++++ GIVEN ENTRIES

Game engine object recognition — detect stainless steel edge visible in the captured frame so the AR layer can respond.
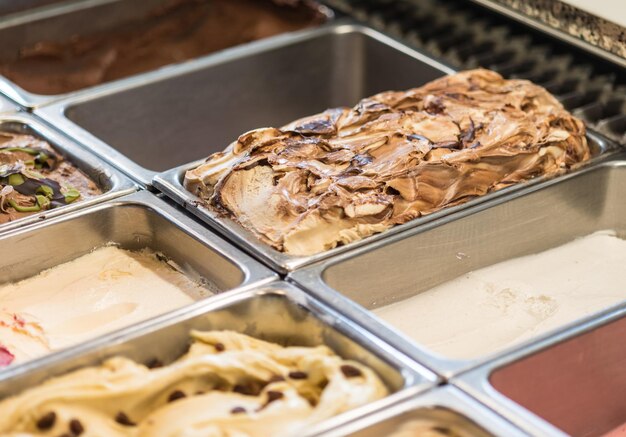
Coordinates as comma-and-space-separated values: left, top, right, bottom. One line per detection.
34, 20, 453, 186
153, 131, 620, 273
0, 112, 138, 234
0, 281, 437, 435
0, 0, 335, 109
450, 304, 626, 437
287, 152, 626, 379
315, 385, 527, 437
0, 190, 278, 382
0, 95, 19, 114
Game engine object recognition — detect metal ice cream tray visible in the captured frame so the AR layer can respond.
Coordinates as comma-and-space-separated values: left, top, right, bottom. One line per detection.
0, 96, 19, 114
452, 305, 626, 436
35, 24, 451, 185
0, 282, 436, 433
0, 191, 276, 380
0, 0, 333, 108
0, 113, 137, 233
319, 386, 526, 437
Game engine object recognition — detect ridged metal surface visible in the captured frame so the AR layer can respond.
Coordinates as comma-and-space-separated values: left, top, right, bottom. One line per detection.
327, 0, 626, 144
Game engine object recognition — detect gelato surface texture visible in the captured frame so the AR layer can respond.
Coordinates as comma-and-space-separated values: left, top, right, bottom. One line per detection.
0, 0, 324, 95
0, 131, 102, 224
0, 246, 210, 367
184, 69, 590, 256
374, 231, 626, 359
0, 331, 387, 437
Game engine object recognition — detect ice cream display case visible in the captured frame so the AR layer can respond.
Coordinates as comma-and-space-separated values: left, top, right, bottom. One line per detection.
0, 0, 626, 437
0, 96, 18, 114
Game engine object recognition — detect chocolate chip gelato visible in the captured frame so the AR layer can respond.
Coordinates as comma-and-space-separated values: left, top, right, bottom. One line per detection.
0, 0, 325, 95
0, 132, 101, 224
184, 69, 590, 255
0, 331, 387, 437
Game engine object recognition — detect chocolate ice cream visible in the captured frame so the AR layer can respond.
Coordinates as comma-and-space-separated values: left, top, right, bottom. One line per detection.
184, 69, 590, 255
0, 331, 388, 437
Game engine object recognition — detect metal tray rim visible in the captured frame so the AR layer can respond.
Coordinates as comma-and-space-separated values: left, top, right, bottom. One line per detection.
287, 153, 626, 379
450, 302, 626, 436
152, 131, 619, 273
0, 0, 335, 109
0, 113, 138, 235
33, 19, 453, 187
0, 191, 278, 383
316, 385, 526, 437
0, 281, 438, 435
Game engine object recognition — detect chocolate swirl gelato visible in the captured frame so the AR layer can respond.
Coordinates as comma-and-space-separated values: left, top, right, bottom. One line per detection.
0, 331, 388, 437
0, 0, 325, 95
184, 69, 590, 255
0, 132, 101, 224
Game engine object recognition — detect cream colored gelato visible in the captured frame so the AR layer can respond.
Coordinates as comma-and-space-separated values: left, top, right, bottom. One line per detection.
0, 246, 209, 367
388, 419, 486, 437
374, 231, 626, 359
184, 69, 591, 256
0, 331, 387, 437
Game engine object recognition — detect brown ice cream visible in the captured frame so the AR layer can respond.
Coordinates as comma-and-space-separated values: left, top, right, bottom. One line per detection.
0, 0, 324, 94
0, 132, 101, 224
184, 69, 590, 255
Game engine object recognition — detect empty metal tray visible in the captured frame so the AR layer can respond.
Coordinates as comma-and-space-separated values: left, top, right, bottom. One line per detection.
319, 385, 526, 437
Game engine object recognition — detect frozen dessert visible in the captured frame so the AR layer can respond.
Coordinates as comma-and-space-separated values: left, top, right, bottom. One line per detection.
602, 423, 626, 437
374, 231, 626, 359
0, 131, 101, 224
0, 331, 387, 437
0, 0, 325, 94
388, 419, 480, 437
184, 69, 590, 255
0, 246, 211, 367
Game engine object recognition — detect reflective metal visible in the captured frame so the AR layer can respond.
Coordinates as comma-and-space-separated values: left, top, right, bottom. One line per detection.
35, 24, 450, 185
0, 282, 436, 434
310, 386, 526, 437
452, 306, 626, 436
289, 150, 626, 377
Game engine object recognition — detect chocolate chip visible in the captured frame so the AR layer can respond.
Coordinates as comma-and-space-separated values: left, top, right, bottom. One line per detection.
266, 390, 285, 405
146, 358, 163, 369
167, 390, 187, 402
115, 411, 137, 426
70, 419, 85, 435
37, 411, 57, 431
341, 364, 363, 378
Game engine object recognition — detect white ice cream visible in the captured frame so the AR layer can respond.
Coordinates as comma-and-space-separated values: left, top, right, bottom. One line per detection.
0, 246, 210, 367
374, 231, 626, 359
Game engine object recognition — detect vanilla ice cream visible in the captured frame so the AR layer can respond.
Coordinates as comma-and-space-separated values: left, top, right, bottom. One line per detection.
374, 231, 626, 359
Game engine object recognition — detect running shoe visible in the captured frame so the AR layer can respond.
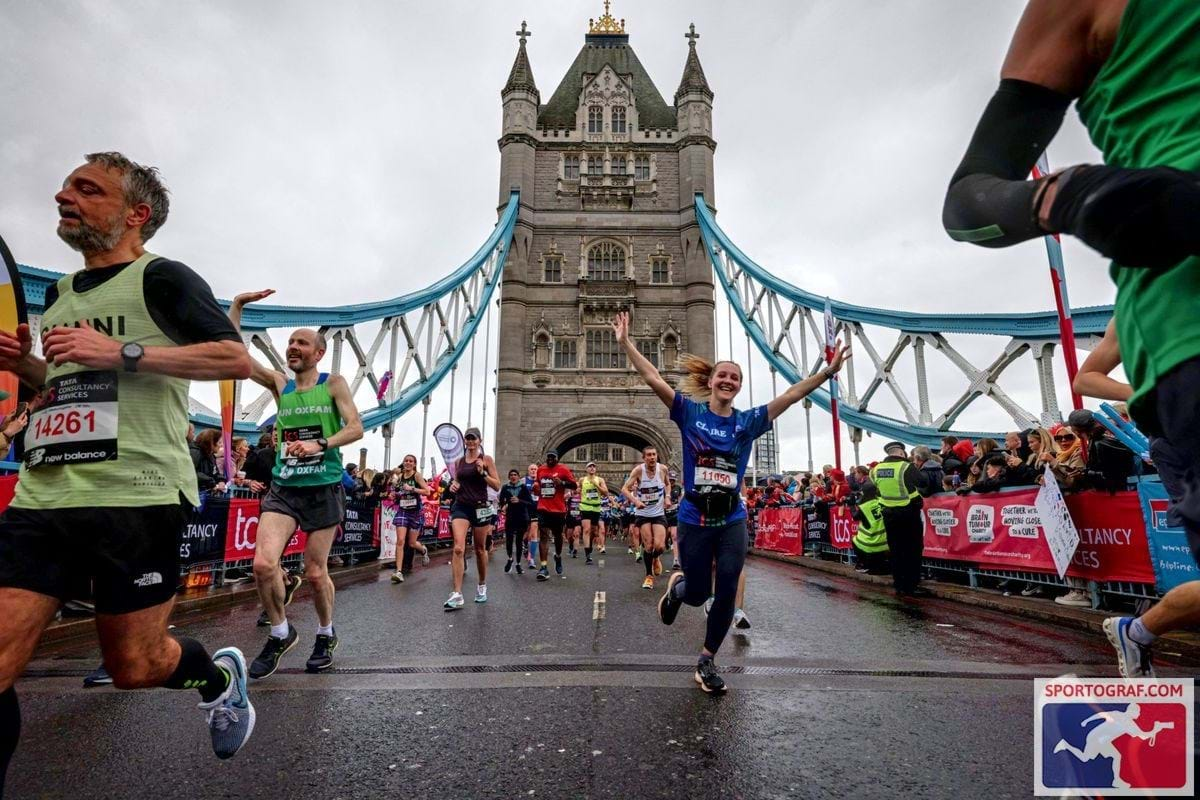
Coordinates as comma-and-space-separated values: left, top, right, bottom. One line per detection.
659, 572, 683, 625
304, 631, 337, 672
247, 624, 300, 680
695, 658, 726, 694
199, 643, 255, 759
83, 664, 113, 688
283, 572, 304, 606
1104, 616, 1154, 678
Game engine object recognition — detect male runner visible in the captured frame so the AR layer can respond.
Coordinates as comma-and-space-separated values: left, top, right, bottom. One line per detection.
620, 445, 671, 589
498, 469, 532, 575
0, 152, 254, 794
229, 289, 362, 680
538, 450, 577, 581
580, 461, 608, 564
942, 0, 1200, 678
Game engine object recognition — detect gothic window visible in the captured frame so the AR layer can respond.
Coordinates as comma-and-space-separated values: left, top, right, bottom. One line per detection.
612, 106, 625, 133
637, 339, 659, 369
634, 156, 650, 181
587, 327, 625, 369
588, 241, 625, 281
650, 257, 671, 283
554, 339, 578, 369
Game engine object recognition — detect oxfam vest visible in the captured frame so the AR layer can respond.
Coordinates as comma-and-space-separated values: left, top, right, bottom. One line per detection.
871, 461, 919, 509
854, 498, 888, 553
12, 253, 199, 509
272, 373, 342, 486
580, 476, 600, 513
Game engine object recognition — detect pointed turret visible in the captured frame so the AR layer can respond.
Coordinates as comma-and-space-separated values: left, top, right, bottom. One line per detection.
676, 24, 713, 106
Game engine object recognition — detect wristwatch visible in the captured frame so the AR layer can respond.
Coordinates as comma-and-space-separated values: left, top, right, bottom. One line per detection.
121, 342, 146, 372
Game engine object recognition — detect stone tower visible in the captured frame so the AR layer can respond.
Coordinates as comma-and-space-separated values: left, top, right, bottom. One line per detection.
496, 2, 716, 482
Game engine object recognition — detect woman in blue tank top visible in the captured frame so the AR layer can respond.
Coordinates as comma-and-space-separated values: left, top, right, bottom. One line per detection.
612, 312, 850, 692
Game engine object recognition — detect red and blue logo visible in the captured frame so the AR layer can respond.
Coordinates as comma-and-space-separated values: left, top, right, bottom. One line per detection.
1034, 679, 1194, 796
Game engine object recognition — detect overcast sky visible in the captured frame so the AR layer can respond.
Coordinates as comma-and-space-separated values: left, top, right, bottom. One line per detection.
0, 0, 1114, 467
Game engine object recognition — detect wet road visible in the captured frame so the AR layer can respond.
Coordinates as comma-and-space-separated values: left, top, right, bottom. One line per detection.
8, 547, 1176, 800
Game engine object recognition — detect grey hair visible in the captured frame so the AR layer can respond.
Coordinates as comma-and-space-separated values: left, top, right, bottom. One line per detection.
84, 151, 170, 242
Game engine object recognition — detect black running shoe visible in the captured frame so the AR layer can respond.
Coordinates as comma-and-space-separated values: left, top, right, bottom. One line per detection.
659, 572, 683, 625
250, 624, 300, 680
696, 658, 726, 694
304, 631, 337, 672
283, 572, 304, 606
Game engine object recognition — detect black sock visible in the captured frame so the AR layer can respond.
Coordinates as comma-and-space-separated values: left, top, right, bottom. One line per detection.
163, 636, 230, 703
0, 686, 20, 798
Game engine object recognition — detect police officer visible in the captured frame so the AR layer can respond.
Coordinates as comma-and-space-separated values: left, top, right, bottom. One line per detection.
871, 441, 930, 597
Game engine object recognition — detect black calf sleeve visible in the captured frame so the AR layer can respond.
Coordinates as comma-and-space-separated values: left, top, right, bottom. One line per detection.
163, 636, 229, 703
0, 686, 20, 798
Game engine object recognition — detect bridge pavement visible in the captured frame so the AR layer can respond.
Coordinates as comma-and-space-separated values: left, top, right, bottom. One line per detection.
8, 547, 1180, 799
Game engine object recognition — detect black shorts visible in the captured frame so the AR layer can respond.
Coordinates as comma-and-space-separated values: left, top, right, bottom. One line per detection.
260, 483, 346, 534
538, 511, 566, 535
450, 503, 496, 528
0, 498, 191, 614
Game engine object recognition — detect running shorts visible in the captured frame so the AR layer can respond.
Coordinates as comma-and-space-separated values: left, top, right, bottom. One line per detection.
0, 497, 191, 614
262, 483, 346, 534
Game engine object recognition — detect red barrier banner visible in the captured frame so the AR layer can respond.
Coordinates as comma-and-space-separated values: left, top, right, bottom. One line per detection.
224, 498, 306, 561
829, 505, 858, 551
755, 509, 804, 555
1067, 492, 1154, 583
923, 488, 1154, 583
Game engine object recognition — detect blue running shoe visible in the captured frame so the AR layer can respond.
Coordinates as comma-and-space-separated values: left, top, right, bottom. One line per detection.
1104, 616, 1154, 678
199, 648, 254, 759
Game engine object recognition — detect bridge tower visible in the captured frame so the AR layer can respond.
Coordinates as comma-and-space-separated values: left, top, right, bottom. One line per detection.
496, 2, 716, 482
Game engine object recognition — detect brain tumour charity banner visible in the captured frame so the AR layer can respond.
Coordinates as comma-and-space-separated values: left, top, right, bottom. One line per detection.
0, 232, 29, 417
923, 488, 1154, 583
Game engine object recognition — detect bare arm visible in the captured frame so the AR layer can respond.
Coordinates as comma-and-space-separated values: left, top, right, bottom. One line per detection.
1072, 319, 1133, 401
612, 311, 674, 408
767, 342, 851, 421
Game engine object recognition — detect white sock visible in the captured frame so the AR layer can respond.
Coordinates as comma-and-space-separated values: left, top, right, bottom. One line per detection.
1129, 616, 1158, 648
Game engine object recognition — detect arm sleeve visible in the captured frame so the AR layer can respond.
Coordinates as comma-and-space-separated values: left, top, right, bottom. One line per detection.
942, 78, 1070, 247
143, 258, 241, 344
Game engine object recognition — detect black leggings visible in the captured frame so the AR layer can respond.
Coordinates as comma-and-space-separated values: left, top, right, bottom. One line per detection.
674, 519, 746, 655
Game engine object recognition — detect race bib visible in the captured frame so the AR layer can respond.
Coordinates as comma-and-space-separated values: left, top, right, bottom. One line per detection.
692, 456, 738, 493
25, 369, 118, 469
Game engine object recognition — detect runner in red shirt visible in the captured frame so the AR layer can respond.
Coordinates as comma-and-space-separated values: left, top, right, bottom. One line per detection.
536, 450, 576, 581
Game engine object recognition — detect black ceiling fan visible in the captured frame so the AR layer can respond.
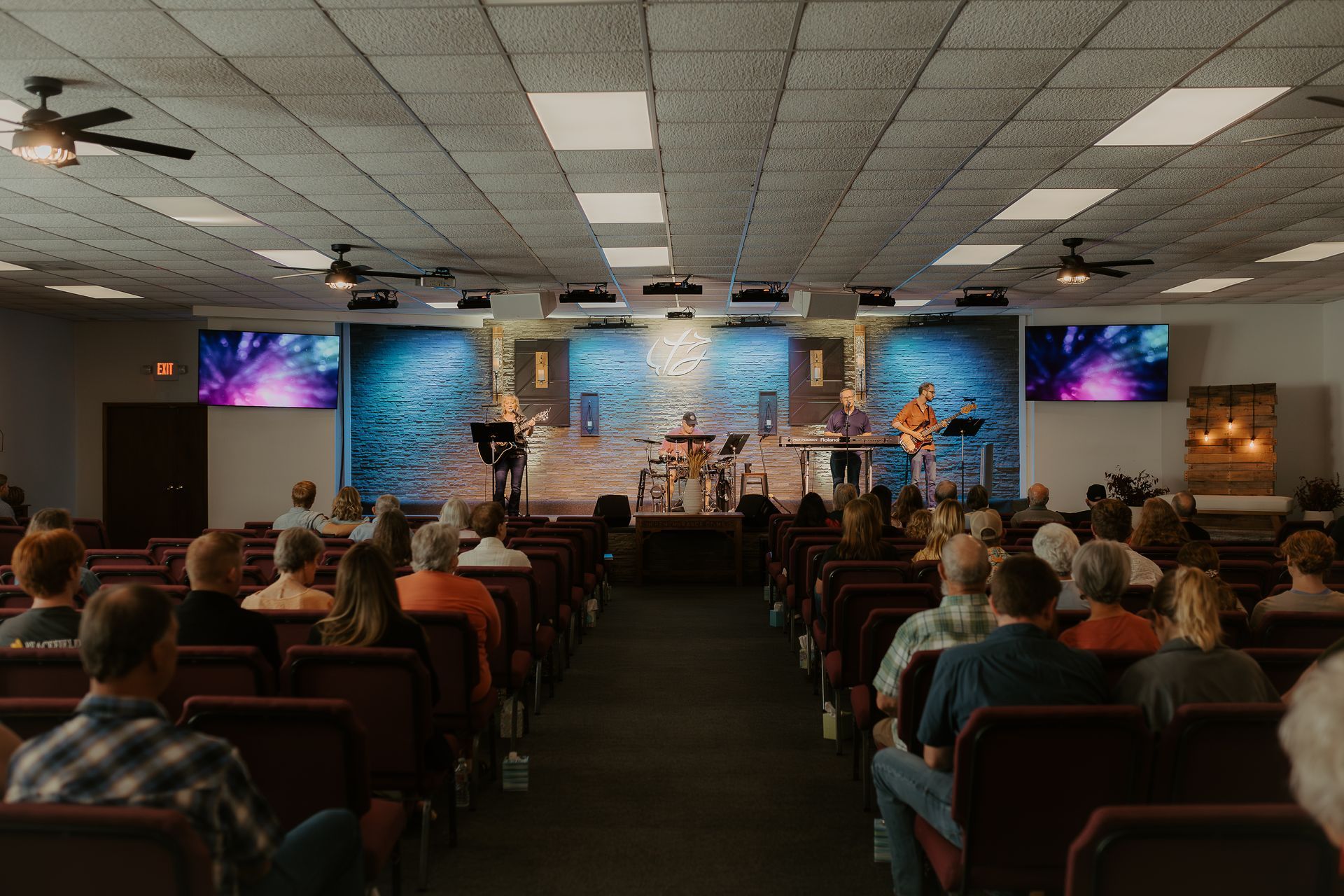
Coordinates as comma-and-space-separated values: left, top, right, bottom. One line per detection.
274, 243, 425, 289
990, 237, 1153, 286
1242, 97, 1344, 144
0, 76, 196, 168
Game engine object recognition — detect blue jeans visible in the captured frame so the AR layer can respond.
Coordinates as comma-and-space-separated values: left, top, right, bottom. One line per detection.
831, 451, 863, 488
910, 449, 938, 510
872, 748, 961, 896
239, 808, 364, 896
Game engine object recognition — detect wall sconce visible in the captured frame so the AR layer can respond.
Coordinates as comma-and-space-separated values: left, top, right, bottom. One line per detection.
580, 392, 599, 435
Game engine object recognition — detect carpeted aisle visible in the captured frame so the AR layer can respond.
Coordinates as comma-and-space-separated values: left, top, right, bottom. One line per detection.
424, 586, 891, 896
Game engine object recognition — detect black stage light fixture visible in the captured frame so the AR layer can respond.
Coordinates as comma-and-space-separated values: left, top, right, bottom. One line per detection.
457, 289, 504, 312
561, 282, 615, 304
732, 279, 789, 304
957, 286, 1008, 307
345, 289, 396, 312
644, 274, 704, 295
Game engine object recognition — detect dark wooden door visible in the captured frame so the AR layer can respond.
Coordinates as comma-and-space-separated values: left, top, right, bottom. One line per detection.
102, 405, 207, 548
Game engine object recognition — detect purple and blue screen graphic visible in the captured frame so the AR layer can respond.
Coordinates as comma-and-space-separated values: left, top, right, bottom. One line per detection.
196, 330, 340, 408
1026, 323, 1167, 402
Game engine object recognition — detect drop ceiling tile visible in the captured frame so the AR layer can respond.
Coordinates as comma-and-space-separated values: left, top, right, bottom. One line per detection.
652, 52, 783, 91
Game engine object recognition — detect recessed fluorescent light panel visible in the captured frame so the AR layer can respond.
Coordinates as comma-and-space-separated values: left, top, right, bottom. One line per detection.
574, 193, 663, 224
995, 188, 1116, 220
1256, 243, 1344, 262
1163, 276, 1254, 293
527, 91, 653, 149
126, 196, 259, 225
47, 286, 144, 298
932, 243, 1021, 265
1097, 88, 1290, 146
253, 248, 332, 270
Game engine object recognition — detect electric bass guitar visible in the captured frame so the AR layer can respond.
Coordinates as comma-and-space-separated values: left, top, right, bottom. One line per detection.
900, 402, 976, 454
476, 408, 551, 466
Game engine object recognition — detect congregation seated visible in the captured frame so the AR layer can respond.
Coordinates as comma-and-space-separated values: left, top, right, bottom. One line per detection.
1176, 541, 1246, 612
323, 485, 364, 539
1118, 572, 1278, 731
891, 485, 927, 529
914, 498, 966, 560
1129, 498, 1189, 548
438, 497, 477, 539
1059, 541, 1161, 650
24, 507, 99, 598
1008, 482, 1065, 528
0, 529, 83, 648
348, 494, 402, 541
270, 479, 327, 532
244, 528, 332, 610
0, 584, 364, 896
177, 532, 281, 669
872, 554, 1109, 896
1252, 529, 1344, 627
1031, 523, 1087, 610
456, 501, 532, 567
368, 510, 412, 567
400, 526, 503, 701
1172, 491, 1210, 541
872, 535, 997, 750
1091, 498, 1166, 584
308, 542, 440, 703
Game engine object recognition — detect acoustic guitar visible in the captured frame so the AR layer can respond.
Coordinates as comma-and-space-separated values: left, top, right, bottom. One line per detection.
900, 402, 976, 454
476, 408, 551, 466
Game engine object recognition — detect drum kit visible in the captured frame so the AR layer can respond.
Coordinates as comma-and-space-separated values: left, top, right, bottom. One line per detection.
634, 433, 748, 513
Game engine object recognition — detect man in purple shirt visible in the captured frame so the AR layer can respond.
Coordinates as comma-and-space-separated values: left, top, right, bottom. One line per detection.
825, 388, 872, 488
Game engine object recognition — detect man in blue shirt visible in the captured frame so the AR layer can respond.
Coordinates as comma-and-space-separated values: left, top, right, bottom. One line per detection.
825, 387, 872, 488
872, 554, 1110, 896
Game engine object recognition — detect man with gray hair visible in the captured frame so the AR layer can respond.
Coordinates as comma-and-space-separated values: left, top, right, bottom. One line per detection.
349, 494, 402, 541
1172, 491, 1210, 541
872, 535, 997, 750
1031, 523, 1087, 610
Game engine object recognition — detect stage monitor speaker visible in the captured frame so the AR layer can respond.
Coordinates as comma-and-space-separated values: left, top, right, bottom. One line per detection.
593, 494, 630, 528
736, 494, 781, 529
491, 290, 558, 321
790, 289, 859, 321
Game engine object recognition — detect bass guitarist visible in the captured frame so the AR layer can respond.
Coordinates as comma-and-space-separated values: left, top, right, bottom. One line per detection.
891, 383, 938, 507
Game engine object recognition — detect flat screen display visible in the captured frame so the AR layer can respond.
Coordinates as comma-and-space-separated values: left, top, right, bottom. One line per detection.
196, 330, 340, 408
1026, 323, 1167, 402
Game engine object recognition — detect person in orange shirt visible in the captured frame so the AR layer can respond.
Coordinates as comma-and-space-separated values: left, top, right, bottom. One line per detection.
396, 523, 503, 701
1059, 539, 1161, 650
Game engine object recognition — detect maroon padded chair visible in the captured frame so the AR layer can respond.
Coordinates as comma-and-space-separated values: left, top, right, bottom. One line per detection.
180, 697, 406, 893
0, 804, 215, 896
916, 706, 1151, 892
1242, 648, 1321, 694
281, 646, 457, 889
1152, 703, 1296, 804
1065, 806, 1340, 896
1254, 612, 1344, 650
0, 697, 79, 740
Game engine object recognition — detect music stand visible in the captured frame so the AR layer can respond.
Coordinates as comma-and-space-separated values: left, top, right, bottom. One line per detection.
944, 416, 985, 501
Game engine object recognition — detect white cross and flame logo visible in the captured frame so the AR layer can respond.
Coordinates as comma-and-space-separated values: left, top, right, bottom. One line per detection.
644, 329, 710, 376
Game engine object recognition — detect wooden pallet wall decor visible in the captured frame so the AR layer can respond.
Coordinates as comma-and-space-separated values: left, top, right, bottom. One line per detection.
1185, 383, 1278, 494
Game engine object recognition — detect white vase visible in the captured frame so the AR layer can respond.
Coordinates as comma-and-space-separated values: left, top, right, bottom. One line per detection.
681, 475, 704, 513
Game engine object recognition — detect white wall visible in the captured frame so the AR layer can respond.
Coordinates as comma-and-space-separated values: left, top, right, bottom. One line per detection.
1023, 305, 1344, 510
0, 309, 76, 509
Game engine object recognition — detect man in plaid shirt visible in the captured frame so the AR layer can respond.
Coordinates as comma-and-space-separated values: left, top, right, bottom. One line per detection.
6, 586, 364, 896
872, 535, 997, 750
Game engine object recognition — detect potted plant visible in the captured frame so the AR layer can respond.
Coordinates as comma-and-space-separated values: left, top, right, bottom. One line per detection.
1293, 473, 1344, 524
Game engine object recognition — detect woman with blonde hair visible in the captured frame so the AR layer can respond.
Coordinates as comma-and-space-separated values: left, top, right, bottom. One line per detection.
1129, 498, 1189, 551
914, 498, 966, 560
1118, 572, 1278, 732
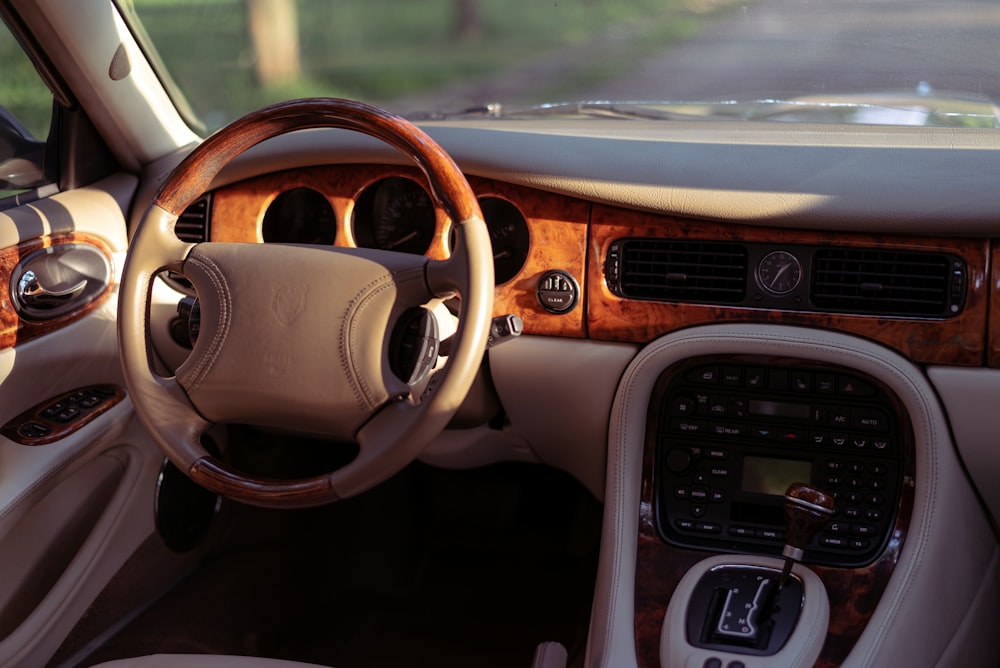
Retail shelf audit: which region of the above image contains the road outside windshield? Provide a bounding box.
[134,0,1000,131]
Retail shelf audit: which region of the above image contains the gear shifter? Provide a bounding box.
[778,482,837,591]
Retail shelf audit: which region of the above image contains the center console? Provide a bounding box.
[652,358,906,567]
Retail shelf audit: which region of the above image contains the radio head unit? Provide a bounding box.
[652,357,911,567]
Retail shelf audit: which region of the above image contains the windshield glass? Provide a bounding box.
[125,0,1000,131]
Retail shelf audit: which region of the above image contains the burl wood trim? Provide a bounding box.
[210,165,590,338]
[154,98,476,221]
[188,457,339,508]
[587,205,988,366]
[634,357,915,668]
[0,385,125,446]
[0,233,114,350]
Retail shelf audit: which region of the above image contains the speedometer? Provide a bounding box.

++++++++

▶ _INSTRUCTIONS FOR THE TASK_
Rewrite the stretch from "Game engine object recognition — detect potted" through "[125,0,1000,131]", putting "Vehicle interior audit" in place of "Retail shelf audit" and changing nothing else. Leave out the picture.

▶ _EXERCISE ANSWER_
Game engine object recognition — detect potted plant visible in the captured frame so the AR layer can respond.
Coordinates as comma-and-space-separated values: left, top, right, bottom. One line per detection.
1293, 473, 1344, 524
Game engine object recognition — detect woman with blonde hair visible in the captured frame so the AR layer can respond.
Coordinates as comma-and-space-separated values: left, top, right, bottom. One line per detection.
1129, 498, 1189, 551
914, 498, 966, 560
1118, 572, 1278, 732
Vehicle interior audit: which region of the above image contains the road outside windshield? Provide a bounding box.
[134,0,1000,131]
Vehicle interior audit: which region of the above image contains the gear shifter? Provide a bounding box.
[778,482,837,591]
Vehicle interior audit: which region of the above image contains the center console? Provide a bounding box.
[652,358,906,567]
Vehicle interior audit: which region of the above image contains the radio head unit? Provide a bounding box.
[652,357,911,567]
Vehicle interior audit: which region of the above image contains the windshield glass? Provide a bounding box.
[125,0,1000,131]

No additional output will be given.